Return every line of the records below that contains the string "green", copying each such line in full.

Entries supplied
========

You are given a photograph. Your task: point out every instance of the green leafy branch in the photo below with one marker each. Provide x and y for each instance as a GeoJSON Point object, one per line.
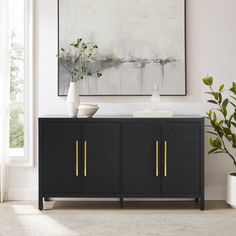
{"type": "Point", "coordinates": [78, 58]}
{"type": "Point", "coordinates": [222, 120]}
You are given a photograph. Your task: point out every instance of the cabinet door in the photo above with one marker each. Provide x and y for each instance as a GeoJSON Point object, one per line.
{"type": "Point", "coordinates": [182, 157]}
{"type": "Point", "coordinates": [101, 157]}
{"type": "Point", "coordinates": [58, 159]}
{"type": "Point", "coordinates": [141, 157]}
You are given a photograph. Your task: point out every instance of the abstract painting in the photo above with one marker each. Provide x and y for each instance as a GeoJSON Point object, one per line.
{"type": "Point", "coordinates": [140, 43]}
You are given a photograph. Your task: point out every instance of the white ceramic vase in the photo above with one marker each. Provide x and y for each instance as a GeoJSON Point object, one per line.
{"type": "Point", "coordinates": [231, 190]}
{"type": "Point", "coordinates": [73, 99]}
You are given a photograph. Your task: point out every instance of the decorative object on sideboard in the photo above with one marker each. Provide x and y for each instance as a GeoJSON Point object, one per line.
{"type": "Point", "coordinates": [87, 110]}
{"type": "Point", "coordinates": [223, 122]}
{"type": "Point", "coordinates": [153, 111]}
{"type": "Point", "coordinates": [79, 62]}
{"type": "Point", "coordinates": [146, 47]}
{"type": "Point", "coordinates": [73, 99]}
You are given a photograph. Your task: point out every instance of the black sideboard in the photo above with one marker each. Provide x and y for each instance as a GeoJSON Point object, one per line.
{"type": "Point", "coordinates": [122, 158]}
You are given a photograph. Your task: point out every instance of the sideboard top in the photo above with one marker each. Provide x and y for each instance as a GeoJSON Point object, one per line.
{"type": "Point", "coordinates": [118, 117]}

========

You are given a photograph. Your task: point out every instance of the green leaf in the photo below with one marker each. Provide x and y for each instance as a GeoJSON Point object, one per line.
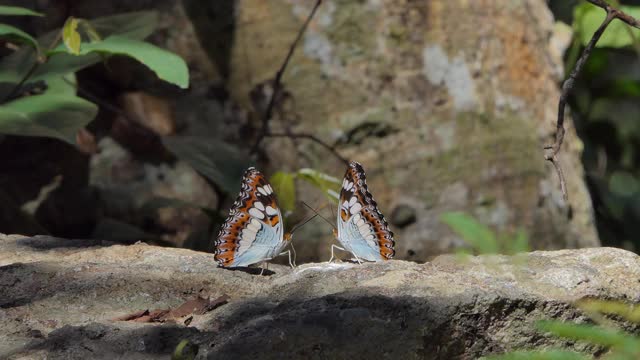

========

Task solution
You are given a photograph. Your task: point out every instance of the green leafy branch in the photo below with one marker each. Provide x and y for each instance as a GeoJSON Point object, one per line.
You are given a photograph. Your task: point out every instance of the green leaf in the photo below with one marker each. Provide x and y for each instance as a GeoJSON Point object, one per line.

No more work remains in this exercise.